» **Dataset excerpts**
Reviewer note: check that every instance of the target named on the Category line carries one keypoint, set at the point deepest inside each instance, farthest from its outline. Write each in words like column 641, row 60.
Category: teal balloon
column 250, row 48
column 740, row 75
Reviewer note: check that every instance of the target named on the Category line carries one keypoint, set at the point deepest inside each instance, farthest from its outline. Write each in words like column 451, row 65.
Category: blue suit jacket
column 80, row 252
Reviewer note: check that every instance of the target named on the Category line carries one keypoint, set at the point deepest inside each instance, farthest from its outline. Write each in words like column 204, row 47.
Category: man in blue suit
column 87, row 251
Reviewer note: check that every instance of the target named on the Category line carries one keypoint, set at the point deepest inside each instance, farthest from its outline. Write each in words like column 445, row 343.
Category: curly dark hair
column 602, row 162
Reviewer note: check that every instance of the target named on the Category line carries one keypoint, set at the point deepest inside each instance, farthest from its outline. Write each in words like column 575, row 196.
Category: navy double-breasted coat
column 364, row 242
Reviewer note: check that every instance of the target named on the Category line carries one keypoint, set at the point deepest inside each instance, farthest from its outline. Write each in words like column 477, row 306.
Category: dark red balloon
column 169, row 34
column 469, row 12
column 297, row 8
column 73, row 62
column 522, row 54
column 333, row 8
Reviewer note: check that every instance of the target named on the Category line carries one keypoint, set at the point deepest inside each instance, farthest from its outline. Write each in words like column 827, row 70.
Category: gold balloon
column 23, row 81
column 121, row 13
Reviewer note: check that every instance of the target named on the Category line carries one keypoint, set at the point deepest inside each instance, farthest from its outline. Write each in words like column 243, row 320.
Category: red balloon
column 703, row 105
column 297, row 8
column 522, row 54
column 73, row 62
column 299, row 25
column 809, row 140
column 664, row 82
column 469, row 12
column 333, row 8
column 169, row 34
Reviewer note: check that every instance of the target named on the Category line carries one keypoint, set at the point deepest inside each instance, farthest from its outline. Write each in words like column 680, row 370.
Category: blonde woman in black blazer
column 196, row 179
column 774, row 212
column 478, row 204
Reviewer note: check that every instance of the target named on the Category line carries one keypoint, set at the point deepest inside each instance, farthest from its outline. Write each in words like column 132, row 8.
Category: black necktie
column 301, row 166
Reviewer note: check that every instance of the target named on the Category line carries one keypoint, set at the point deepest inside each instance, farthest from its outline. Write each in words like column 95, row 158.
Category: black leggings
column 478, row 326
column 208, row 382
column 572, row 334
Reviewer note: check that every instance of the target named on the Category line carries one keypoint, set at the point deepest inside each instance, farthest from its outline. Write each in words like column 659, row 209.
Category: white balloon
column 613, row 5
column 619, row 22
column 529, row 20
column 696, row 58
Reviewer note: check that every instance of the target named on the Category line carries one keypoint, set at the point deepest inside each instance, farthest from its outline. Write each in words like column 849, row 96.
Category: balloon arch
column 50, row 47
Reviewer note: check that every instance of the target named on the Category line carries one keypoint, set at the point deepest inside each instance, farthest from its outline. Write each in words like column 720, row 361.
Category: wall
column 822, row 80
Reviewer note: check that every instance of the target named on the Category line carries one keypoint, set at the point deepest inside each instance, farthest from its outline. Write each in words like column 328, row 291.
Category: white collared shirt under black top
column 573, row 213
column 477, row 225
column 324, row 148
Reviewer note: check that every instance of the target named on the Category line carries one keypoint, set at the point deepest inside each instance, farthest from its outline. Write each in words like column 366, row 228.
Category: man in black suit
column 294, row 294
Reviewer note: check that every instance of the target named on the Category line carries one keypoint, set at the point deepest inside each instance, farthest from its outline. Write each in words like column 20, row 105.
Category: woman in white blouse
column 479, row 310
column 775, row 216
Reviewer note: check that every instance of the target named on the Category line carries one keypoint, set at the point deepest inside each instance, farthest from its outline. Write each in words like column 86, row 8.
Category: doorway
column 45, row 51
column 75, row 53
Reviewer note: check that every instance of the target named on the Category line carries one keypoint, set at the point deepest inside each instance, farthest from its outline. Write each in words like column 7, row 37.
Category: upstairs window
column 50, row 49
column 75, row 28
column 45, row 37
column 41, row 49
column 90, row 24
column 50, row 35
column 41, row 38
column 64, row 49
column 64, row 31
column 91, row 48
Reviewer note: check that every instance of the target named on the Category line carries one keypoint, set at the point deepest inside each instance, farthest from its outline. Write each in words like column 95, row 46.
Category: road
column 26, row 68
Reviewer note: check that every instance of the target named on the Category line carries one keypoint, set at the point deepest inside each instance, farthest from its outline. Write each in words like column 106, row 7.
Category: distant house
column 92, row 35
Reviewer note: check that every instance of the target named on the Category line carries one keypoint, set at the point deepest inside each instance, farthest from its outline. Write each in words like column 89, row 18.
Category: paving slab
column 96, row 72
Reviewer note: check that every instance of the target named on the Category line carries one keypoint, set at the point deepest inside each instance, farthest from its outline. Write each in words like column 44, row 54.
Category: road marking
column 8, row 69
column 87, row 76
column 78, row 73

» **Short exercise**
Please output all of the lines above as a JSON list of strings, one string per line, leaving out any blank lines.

» **Output below**
[
  "Reviewer note: check that every instance of the target named on the Category line carries one keypoint, set at the point deepest inside each instance, farthest from its outline. Write each in words like column 641, row 60.",
  "Category: teal balloon",
  "column 250, row 48",
  "column 740, row 75",
  "Reviewer note: check that every instance of the target named on the Category line carries one keypoint, set at the point deepest inside each instance, farthest from its outline. Write each in words like column 451, row 65.",
  "Category: blue suit jacket",
  "column 80, row 252",
  "Reviewer note: check that every instance of the target named on the Category line carries one keypoint, set at the point deepest inside each instance, farthest from its outline. Write each in words like column 204, row 47.",
  "Category: man in blue suit",
  "column 87, row 251",
  "Reviewer note: check that every instance of the target named on the Category line carries one keypoint, set at the point deepest inside each instance, farthest from its outline. Write each in words like column 445, row 343.",
  "Category: curly dark hair",
  "column 602, row 162",
  "Reviewer note: check that every instance of the target named on the Category line carries one keypoint, set at the point deepest inside each instance, farthest from its outline. Write each in words like column 575, row 196.",
  "Category: navy double-breasted coat",
  "column 364, row 242",
  "Reviewer note: check that every instance of the target named on the Category line carries one keypoint, set at the point deepest inside each instance, farthest from its outline. Write each in words like column 477, row 306.",
  "Category: dark red balloon",
  "column 169, row 34",
  "column 469, row 12",
  "column 297, row 8",
  "column 73, row 62",
  "column 522, row 54",
  "column 333, row 8",
  "Reviewer note: check that every instance of the target named on the Category line carries one keypoint, set at the point deepest inside each instance, farthest from its outline. Write each in words like column 827, row 70.",
  "Category: gold balloon",
  "column 23, row 81",
  "column 121, row 13",
  "Reviewer note: check that every instance of the target named on the Category line carries one keypoint, set at the point deepest inside each instance, farthest from its outline. Write each in words like column 243, row 320.",
  "Category: red balloon",
  "column 703, row 105",
  "column 297, row 8",
  "column 522, row 54",
  "column 73, row 62",
  "column 299, row 25",
  "column 809, row 140",
  "column 664, row 82",
  "column 469, row 12",
  "column 333, row 8",
  "column 169, row 34",
  "Reviewer note: check that every instance of the target named on the Category line carries one keypoint, set at the point deepest inside each instance, farthest from its outline. Write each in words like column 680, row 370.",
  "Category: blonde woman in black blazer",
  "column 196, row 179",
  "column 774, row 212",
  "column 478, row 204",
  "Reviewer note: check that every instance of the target named on the Category line carries one keypoint, set at the point deepest inside each instance, farthest from its outline. Write each in words like column 132, row 8.",
  "Category: black necktie",
  "column 301, row 166",
  "Reviewer note: check that every instance of the target named on the Category line carries one keypoint, set at the point deepest inside each instance, farthest from its outline. Write each in words like column 95, row 158.",
  "Category: black leggings",
  "column 478, row 326",
  "column 208, row 382",
  "column 572, row 334",
  "Reviewer note: check that every instance of the target named on the Category line carries one keypoint, set at the point deepest inside each instance, farthest from its outline. Write each in words like column 659, row 209.",
  "Category: white balloon",
  "column 613, row 5",
  "column 619, row 22",
  "column 529, row 20",
  "column 696, row 58",
  "Reviewer note: check that every instance of the target named on the Category line carries one keypoint, set at the point deepest inside each instance, farthest from its outline. Write each in words like column 849, row 96.",
  "Category: balloon arch",
  "column 50, row 47",
  "Reviewer note: check that every instance of the target named on the Category line carries one keypoint, set at the point deepest inside each instance, farthest from its outline. Write each in words like column 720, row 361.",
  "Category: wall",
  "column 822, row 80",
  "Reviewer note: check that every instance of the target named on the Category line carries one keypoint, set at the point deepest inside each instance, farthest from its outline. Write each in words like column 328, row 291.",
  "Category: white collared shirt under black top",
  "column 573, row 213",
  "column 477, row 225",
  "column 324, row 148",
  "Reviewer note: check that every instance of the target named on the Category line carries one keypoint, set at the point deepest inside each instance, farthest from its outline. Write each in words like column 366, row 228.",
  "Category: man in black suit",
  "column 294, row 294",
  "Reviewer note: check that every instance of the target named on the Category line carries one keypoint, set at the point deepest inside each instance, farthest from its outline. Write each in words like column 20, row 105.",
  "Category: woman in white blouse",
  "column 479, row 310",
  "column 775, row 216",
  "Reviewer note: check that every instance of the target named on the Category line carries one keypoint, set at the point deepest inside each instance, farthest from its outline. Write each in words like column 86, row 8.",
  "Category: doorway",
  "column 45, row 51",
  "column 75, row 53",
  "Reviewer note: check that every instance of the target named on the Category line carries one keypoint, set at the point deepest inside each instance, farthest from its outline. Write each in words like column 7, row 37.",
  "Category: upstairs window",
  "column 50, row 49",
  "column 75, row 28",
  "column 45, row 37",
  "column 41, row 49",
  "column 90, row 24",
  "column 50, row 35",
  "column 41, row 38",
  "column 64, row 49",
  "column 64, row 31",
  "column 91, row 48",
  "Reviewer note: check that every instance of the target named on the Category line carries one keypoint, set at the point deepest inside each instance, farthest from its outline. Write each in words like column 95, row 46.",
  "Category: road",
  "column 26, row 68",
  "Reviewer note: check that every instance of the target named on the Category line carries one keypoint, set at the point deepest inside each instance, farthest from its outline. Write each in words like column 106, row 7.",
  "Category: distant house",
  "column 92, row 35",
  "Reviewer note: check that every instance of the target named on the Category line carries one keypoint, set at the point deepest inside each instance, farthest from its outline. Write each in words like column 89, row 18.",
  "Category: paving slab",
  "column 96, row 72",
  "Reviewer note: check that every instance of the target named on the Category line carries one keypoint, set at the point deepest inside each instance, farthest from its outline. Write each in words like column 44, row 54.",
  "Category: road marking",
  "column 8, row 69",
  "column 87, row 76",
  "column 78, row 73"
]